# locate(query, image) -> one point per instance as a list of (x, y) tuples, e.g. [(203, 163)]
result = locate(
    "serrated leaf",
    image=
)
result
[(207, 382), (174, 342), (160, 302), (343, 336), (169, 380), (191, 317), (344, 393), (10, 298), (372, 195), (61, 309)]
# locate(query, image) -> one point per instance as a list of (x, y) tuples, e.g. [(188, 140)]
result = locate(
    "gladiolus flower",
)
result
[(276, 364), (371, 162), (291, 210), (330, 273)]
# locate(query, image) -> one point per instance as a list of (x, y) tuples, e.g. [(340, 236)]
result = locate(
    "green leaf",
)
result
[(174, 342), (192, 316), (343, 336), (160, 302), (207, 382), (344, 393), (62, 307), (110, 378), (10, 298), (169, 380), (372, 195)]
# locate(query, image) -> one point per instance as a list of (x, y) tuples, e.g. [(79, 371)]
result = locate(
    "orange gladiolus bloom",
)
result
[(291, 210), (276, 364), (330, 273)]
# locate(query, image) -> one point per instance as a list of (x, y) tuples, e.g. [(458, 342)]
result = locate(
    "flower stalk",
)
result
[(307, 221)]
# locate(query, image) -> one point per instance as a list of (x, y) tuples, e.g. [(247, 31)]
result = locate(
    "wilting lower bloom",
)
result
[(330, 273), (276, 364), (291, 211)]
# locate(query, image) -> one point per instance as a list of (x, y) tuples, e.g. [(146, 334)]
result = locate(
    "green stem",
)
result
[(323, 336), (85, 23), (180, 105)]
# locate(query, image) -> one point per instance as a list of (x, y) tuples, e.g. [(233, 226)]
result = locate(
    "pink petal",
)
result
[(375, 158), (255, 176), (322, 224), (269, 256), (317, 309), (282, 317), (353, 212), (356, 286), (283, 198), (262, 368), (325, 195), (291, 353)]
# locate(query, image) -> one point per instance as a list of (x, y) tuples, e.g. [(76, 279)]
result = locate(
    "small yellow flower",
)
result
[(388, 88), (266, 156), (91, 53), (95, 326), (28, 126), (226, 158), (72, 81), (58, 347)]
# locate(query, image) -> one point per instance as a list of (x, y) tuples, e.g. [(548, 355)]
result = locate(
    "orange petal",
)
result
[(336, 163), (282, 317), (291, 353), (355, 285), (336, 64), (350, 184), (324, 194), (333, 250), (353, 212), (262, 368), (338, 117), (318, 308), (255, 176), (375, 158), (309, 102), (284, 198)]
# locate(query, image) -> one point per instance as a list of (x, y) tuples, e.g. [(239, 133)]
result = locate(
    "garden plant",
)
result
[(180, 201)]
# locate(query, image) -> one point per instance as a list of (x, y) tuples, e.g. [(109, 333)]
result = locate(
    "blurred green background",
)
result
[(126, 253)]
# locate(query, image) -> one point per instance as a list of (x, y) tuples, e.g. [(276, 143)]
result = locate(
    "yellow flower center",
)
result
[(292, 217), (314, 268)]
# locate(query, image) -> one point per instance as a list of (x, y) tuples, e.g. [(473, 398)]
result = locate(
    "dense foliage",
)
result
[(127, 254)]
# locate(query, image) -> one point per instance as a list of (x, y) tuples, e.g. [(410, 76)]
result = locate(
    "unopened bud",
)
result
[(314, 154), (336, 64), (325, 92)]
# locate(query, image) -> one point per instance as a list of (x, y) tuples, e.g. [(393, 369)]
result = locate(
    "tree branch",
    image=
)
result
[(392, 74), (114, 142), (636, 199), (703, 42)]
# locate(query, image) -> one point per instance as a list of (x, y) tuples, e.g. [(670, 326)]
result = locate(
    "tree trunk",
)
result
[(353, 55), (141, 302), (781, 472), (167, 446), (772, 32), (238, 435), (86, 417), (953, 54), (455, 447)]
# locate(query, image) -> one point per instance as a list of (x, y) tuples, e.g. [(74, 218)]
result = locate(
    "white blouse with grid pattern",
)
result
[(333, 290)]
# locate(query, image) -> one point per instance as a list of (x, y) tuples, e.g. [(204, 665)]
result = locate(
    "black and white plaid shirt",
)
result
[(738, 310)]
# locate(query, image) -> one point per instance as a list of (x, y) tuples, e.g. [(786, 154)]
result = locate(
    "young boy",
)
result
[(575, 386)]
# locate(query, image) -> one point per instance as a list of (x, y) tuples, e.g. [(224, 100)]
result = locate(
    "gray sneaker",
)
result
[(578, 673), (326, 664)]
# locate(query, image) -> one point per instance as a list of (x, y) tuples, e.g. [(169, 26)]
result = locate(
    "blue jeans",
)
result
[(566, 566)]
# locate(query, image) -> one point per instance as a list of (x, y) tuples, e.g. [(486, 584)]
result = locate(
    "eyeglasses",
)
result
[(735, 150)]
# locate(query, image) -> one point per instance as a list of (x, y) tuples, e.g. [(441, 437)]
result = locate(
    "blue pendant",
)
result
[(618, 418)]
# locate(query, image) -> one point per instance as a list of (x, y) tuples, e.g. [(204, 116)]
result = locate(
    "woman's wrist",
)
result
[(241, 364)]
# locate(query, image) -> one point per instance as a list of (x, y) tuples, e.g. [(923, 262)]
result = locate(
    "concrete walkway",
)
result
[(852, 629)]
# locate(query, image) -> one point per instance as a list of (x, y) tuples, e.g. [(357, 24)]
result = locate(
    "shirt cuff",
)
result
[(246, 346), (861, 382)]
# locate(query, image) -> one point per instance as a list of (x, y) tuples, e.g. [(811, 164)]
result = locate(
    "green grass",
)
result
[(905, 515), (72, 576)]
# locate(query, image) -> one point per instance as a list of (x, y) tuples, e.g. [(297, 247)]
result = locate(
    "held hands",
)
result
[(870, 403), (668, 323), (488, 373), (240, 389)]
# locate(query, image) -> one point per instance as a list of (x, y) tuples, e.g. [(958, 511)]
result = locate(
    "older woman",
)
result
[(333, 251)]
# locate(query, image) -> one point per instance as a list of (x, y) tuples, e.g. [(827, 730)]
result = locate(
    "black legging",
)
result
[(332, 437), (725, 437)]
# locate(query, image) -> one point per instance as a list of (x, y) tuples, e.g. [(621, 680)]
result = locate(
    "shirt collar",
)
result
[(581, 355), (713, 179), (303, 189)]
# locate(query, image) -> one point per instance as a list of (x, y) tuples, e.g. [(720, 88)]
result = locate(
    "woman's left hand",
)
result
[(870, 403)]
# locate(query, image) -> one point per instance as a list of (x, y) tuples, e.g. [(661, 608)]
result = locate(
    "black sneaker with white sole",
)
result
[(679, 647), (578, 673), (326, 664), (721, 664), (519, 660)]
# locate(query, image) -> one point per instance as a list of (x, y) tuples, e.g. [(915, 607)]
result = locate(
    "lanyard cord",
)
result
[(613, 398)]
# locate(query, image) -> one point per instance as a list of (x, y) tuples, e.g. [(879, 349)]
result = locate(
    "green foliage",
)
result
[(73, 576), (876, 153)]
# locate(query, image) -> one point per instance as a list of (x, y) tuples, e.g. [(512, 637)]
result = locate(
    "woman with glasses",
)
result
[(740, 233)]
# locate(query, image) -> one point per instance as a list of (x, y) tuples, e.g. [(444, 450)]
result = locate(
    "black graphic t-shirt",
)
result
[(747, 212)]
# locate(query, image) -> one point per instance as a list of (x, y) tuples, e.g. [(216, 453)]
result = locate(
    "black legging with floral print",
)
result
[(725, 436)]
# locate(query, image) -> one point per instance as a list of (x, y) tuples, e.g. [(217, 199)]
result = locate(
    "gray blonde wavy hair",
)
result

* * *

Rewrite every row above, replacing each occurrence of "locate" with "point_to" and leaving everything else unchanged.

# point_to(query, image) -> one point per instance as a list of (x, y) tuples, e.g. [(203, 163)]
result = point_to(
    "serrated leaf",
    image=
)
result
[(207, 382), (174, 342), (160, 302), (343, 336), (169, 380), (191, 317), (344, 393), (10, 298), (372, 195), (61, 309)]
# point_to(query, image) -> one point per instance as a list of (x, y) tuples, e.g. [(188, 140)]
result = point_to(
    "gladiolus flower",
)
result
[(276, 364), (371, 162), (291, 210), (330, 273)]
# point_to(query, image) -> one point per instance as a list of (x, y) tuples, e.g. [(340, 236)]
result = point_to(
    "green leaf",
)
result
[(174, 342), (192, 316), (343, 336), (160, 302), (207, 382), (344, 393), (62, 307), (110, 378), (10, 298), (169, 380), (372, 195)]
# point_to(query, image) -> one point per instance as a list of (x, y) tuples, e.g. [(79, 371)]
result = point_to(
    "orange gladiolus bloom",
)
result
[(291, 210), (276, 364), (330, 273)]
# point_to(query, image) -> one point per instance as a list of (x, y) tuples, e.g. [(458, 342)]
result = point_to(
    "flower stalk",
)
result
[(307, 221)]
# point_to(query, image) -> one point per instance as a list of (x, y) tuples, e.g. [(247, 31)]
result = point_to(
    "wilting lower bloom",
)
result
[(330, 273), (276, 364), (291, 211)]
# point_to(query, image) -> one point per instance as a list of (x, y) tuples, e.g. [(146, 334)]
result = point_to(
    "green stem",
)
result
[(323, 336), (85, 23), (180, 105)]
# point_to(query, image) -> one point per instance as a list of (x, y) tuples, e.g. [(233, 226)]
result = point_to(
    "pink petal",
)
result
[(375, 158), (255, 176), (322, 224), (269, 256), (317, 309), (282, 317), (353, 212), (356, 286), (283, 198), (262, 368), (325, 195), (291, 353)]
# point_to(query, image) -> one point per instance as a list of (x, y) tuples, e.g. [(76, 279)]
result = point_to(
    "small yellow flower",
)
result
[(388, 88), (266, 156), (91, 53), (95, 326), (28, 126), (226, 158), (72, 81), (58, 347)]
# point_to(query, image) -> one point per instance as a list of (x, y) tuples, e.g. [(548, 355)]
result = point_to(
    "orange petal",
)
result
[(336, 163), (282, 317), (291, 353), (355, 285), (336, 64), (350, 184), (324, 194), (333, 250), (353, 212), (262, 368), (338, 117), (318, 308), (255, 176), (375, 158), (309, 102), (284, 198)]
# point_to(query, image) -> one point per instance as a list of (x, y) tuples, e.g. [(239, 133)]
result = point_to(
    "garden plant",
)
result
[(180, 201)]
# point_to(query, image) -> one point per instance as a list of (x, y) tuples, e.g. [(109, 333)]
result = point_to(
    "blurred green background",
)
result
[(126, 253)]
# point_to(query, image) -> one point per instance as a list of (x, y) tuples, e.g. [(276, 143)]
result = point_to(
    "yellow flower center",
)
result
[(292, 217), (314, 268)]
# point_to(query, image) -> one point per instance as a list of (x, y) tuples, e.g. [(473, 398)]
result = point_to(
    "dense foliage",
)
result
[(127, 254)]
# point_to(query, image) -> one point per instance as a list of (x, y) tuples, e.g. [(410, 76)]
result = point_to(
    "unopened bud",
)
result
[(314, 154), (336, 64), (325, 92)]
# point_to(query, image) -> one point per instance as a list of (x, y) tuples, e.g. [(393, 369)]
result = point_to(
    "tree branch",
    image=
)
result
[(392, 74), (114, 142), (636, 199), (703, 42)]
# point_to(query, image) -> one point per instance as a list of (x, y) tuples, e.g. [(670, 326)]
result = point_to(
    "tree trunk",
)
result
[(353, 55), (141, 302), (781, 472), (167, 446), (772, 32), (238, 435), (86, 417), (953, 54), (455, 447)]
# point_to(query, image) -> one point per instance as a list of (x, y) tuples, e.g. [(74, 218)]
result = point_to(
    "white blouse with grid pattern",
)
result
[(333, 290)]
# point_to(query, image) -> one point per instance as a list of (x, y) tuples, e.g. [(204, 665)]
result = point_to(
    "black and white plaid shirt",
)
result
[(738, 310)]
# point_to(query, image) -> one point per instance as a list of (x, y) tuples, e.g. [(786, 154)]
result = point_to(
    "young boy",
)
result
[(575, 386)]
# point_to(query, image) -> one point per instance as a list of (x, y) tuples, e.g. [(224, 100)]
result = point_to(
    "gray sneaker",
)
result
[(578, 673), (326, 664)]
# point_to(query, image) -> one point per instance as a list of (x, y) tuples, e.g. [(169, 26)]
result = point_to(
    "blue jeans",
)
result
[(566, 566)]
# point_to(query, image) -> one point per instance as a list of (x, y) tuples, e.g. [(486, 584)]
result = point_to(
    "eyeglasses",
)
result
[(735, 150)]
# point_to(query, image) -> one point per instance as a list of (x, y) tuples, e.g. [(441, 437)]
result = point_to(
    "blue pendant",
)
result
[(618, 418)]
# point_to(query, image) -> one point per instance as a list of (x, y) tuples, e.g. [(204, 116)]
result = point_to(
    "woman's wrist",
)
result
[(241, 364)]
# point_to(query, image) -> one point per instance as a list of (x, y) tuples, e.g. [(923, 262)]
result = point_to(
    "concrete walkway",
)
result
[(852, 629)]
# point_to(query, image) -> one point per instance as a list of (x, y) tuples, e.g. [(357, 24)]
result = point_to(
    "shirt cuff",
)
result
[(246, 346), (861, 382)]
# point_to(query, image) -> one point per instance as a list of (x, y) tuples, e.g. [(811, 164)]
result = point_to(
    "green grass",
)
result
[(905, 515), (72, 576)]
# point_to(query, image) -> one point per instance as a list of (x, y) tuples, e.g. [(297, 247)]
result = point_to(
    "held hands",
)
result
[(870, 403), (668, 323), (488, 373), (240, 389)]
# point_to(query, image) -> one point per instance as a list of (x, y) tuples, e.g. [(958, 511)]
result = point_to(
    "older woman",
)
result
[(333, 251)]
# point_to(query, image) -> one point per instance as a list of (x, y) tuples, e.g. [(827, 730)]
result = point_to(
    "black legging",
)
result
[(332, 437), (725, 437)]
# point_to(query, image) -> one point per instance as a list of (x, y) tuples, e.g. [(621, 680)]
result = point_to(
    "shirt collar",
)
result
[(581, 355), (713, 179), (303, 189)]
# point_to(query, image) -> one point per instance as a list of (x, y) tuples, e.g. [(720, 88)]
result = point_to(
    "woman's left hand",
)
result
[(870, 403)]
# point_to(query, image) -> one point per instance as a list of (x, y) tuples, e.g. [(661, 608)]
result = point_to(
    "black sneaker with white sole",
)
result
[(679, 647), (578, 673), (326, 664), (721, 664), (519, 660)]
# point_to(query, image) -> one point per instance as a list of (x, y) tuples, e.g. [(915, 607)]
result = point_to(
    "lanyard cord",
)
result
[(613, 398)]
# point_to(query, image) -> one point per instance as a list of (x, y) tuples, e.g. [(879, 349)]
result = point_to(
    "green foliage",
)
result
[(73, 576), (876, 153)]
# point_to(query, image) -> one point per instance as a list of (x, y) tuples, e.g. [(512, 637)]
result = point_to(
    "woman with glasses",
)
result
[(740, 233)]
# point_to(query, image) -> one point per instance as a list of (x, y) tuples, e.g. [(444, 450)]
result = point_to(
    "black graphic t-shirt",
)
result
[(747, 212)]
# point_to(query, image) -> one point per instance as a list of (x, y) tuples, e.g. [(216, 453)]
result = point_to(
    "black legging with floral print",
)
result
[(725, 436)]
# point_to(query, image) -> one point per instance as a list of (x, y) tuples, e.g. [(217, 199)]
result = point_to(
    "gray blonde wavy hair",
)
result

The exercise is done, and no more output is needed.